| Exercise data |

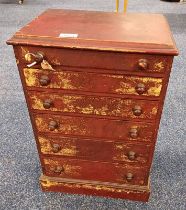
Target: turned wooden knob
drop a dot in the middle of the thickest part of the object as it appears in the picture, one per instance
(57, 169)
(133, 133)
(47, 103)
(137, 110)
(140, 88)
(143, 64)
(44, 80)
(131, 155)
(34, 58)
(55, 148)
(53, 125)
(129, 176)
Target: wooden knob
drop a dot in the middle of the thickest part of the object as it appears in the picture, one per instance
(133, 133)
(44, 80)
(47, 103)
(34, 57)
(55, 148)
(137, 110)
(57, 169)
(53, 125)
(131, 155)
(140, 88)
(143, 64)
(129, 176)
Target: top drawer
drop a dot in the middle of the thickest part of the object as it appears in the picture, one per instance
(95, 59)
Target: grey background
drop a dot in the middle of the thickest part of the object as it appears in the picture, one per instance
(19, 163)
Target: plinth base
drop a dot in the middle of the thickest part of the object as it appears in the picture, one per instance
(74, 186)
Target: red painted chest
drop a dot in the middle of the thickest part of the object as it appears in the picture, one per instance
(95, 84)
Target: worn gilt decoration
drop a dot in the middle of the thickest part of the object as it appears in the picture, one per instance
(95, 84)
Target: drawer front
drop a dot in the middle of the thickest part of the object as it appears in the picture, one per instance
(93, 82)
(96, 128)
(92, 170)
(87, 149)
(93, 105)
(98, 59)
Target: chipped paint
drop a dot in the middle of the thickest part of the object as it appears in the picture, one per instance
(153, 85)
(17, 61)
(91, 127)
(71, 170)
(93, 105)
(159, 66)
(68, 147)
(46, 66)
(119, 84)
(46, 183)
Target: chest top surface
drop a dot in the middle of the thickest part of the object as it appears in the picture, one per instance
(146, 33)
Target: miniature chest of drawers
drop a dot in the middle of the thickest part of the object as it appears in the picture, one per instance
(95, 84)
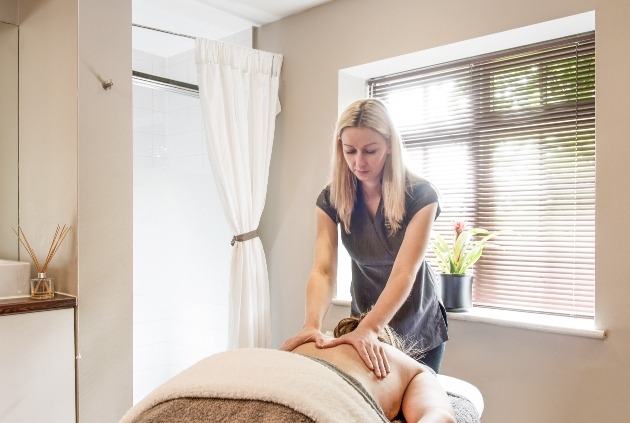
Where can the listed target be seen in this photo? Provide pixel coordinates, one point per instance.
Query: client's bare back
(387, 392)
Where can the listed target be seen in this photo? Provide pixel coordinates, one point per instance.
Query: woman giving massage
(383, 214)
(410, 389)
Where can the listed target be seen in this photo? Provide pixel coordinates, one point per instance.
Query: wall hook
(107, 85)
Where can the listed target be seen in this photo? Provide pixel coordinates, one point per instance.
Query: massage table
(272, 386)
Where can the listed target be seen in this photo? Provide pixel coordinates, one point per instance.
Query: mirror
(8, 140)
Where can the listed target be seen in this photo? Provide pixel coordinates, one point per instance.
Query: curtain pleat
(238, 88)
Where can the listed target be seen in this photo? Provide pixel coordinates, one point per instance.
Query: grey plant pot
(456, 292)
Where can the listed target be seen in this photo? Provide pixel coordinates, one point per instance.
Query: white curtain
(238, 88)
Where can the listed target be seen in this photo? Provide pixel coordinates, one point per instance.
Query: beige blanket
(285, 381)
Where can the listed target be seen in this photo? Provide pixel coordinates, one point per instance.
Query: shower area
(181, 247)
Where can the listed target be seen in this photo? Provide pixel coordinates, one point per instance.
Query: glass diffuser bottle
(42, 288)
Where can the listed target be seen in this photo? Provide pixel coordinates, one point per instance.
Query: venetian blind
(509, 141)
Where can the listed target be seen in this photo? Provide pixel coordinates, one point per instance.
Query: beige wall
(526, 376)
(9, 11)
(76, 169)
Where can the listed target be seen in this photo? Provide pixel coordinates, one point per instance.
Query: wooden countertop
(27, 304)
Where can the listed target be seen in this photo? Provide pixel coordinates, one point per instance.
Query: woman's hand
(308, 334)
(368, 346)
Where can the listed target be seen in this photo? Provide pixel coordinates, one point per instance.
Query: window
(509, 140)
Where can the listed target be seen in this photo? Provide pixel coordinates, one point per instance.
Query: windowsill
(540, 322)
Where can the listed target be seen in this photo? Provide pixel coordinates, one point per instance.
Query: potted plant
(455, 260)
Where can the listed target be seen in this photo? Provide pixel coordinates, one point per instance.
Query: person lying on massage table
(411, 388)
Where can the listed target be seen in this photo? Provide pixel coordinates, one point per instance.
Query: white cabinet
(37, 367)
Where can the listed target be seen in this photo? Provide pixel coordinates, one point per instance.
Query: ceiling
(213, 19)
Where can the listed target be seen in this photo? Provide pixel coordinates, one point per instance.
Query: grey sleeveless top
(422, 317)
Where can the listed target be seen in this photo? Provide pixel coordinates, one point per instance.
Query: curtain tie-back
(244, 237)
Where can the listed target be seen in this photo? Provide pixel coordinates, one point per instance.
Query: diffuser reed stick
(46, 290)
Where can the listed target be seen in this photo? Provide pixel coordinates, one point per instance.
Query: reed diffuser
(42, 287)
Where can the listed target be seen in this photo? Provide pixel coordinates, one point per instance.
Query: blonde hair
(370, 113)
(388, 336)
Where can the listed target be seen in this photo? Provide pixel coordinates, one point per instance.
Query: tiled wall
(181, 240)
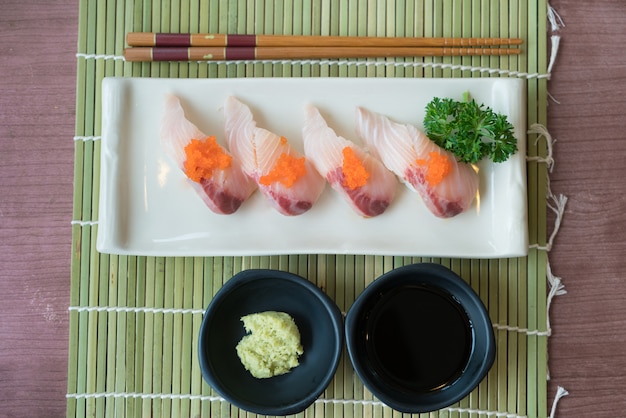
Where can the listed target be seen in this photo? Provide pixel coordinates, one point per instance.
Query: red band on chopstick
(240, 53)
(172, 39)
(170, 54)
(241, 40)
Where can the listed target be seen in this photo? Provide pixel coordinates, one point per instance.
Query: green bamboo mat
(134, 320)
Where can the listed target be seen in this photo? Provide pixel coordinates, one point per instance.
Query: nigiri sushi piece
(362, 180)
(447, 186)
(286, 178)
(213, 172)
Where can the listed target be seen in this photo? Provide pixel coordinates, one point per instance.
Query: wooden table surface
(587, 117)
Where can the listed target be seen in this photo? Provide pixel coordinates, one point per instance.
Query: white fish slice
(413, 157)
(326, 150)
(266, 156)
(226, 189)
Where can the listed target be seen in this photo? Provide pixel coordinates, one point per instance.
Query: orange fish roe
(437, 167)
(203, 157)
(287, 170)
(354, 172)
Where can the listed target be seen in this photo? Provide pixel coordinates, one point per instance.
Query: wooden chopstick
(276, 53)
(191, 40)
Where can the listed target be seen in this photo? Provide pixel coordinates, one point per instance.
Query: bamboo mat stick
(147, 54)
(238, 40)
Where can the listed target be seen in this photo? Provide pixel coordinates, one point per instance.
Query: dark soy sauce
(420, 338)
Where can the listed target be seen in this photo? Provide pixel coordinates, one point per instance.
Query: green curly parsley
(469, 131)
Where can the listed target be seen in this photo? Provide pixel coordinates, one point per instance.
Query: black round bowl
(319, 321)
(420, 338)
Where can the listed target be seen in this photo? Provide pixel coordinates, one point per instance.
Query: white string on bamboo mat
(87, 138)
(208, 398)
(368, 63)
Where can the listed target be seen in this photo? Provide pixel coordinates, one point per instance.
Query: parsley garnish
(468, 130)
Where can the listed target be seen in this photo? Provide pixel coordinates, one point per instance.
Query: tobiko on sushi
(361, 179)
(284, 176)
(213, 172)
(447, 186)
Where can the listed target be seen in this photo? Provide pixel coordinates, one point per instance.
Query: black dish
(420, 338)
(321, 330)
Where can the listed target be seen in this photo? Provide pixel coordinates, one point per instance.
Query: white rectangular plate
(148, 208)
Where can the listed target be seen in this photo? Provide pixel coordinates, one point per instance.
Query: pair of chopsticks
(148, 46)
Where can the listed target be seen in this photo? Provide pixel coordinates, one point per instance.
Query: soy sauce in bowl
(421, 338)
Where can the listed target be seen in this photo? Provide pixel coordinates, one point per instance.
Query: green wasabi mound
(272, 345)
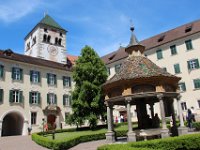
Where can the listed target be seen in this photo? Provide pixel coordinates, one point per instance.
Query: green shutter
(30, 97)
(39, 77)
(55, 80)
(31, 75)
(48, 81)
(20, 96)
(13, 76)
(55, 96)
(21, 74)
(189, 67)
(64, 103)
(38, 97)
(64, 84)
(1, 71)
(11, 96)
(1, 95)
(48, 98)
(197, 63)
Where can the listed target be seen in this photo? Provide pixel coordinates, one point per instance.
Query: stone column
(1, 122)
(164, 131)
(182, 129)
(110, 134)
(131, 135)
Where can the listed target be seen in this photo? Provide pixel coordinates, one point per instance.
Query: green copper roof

| Task to complete |
Emit the lines of the material exactly, from its first line to the line containing "Target: drawer front", inclusive; leave every picture out.

| Response to this task |
Target: turned wooden knob
drop a dot in the middle of the thickest part of the object as it appears in the picture, one per instance
(57, 169)
(133, 133)
(47, 103)
(137, 110)
(140, 88)
(143, 64)
(44, 80)
(131, 155)
(34, 58)
(55, 148)
(53, 125)
(129, 176)
Target: wooden knob
drop a dot in the middle of the thickest part of the object as it appears in the picture, one per instance
(133, 133)
(44, 80)
(47, 103)
(34, 57)
(55, 148)
(137, 110)
(57, 169)
(53, 125)
(131, 155)
(140, 88)
(143, 64)
(129, 176)
Target: top drawer
drop a dot in the middle of the thickest part of the object as it appears in the picture, one per instance
(95, 59)
Target: grey background
drop a dot in the middle of the thickest part of the object as it appears in the picture, one per instance
(19, 163)
Target: plinth base
drop a dot in the middle of the thickest part of the object as it appears in the picture, one per instance
(74, 186)
Target: red painted chest
drop a dot in the middle of the thickest part of the object as it appears in the picture, one per instance
(95, 84)
Target: worn gilt decoration
drop a dot in the middle of the thickest part of the object as it appears in the picture, one per instance
(95, 84)
Target: drawer front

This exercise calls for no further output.